:: Exercise set ::
[a] Transcribe the stretch of the piece on old games from "Atari 2600's Golf" through "single player option.".
[b] Restate every one of the rows word for word, leaving out the pictures.

:: Source document ::
>> Begin

Squad Leader Expansion: Crescendo of Doom: This added new western front units to the base board game including those from countries other than Britain and France. I remember the new Finish troops with high morale. I used to own this expansion. I mostly played the game solo but in my college years my roomate Will and I played Squad Leader fairly often. I've was obsessed with Squad Leader back in the 80s for it's realistic detail of military hardware and expansive rule set which allowed for a lot of realism, eg. buildings could catch fire from being shot at, troops could break morale and run, and tanks could just break down. I will reaquire this one day. 

Atari 2600's Golf and Adventure:  Golf was a very simiple game on Atari but challenging enough. Adventure was baffling and even scary at the time. Bring a bunch of items to different locations in the near idenicle set of rooms and avoid the duck-like dragon who was nevertheless terrifying as it would appear suddenly and rush you faster than you could move. 

Intellivision's Sea Battle: Some call it the first RTS. It's a ship-to-ship fighting game. You have battleships, destroyers, submarines, pt boats and a minelayer. I would play it with various neighborhood friends at the time. It was strictly a two-player game. I loved the way the game gives you a overhead veiw of the islands and then zooms in when your ship gets close to an enemy so you can fire at each other in real-time. Today I wish it had a single player option.

>> End

:: Records for the exercise ::

>> Begin

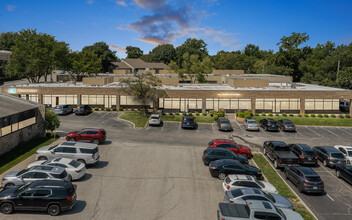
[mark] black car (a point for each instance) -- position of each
(188, 122)
(222, 168)
(344, 172)
(212, 154)
(305, 154)
(224, 124)
(286, 125)
(268, 124)
(306, 179)
(45, 195)
(83, 110)
(330, 156)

>> End

:: List of solutions ::
[a]
Atari 2600's Golf and Adventure:  Golf was a very simiple game on Atari but challenging enough. Adventure was baffling and even scary at the time. Bring a bunch of items to different locations in the near idenicle set of rooms and avoid the duck-like dragon who was nevertheless terrifying as it would appear suddenly and rush you faster than you could move. 

Intellivision's Sea Battle: Some call it the first RTS. It's a ship-to-ship fighting game. You have battleships, destroyers, submarines, pt boats and a minelayer. I would play it with various neighborhood friends at the time. It was strictly a two-player game. I loved the way the game gives you a overhead veiw of the islands and then zooms in when your ship gets close to an enemy so you can fire at each other in real-time. Today I wish it had a single player option.

[b]
[mark] black car (a point for each instance) -- position of each
(188, 122)
(222, 168)
(344, 172)
(212, 154)
(305, 154)
(224, 124)
(286, 125)
(268, 124)
(306, 179)
(45, 195)
(83, 110)
(330, 156)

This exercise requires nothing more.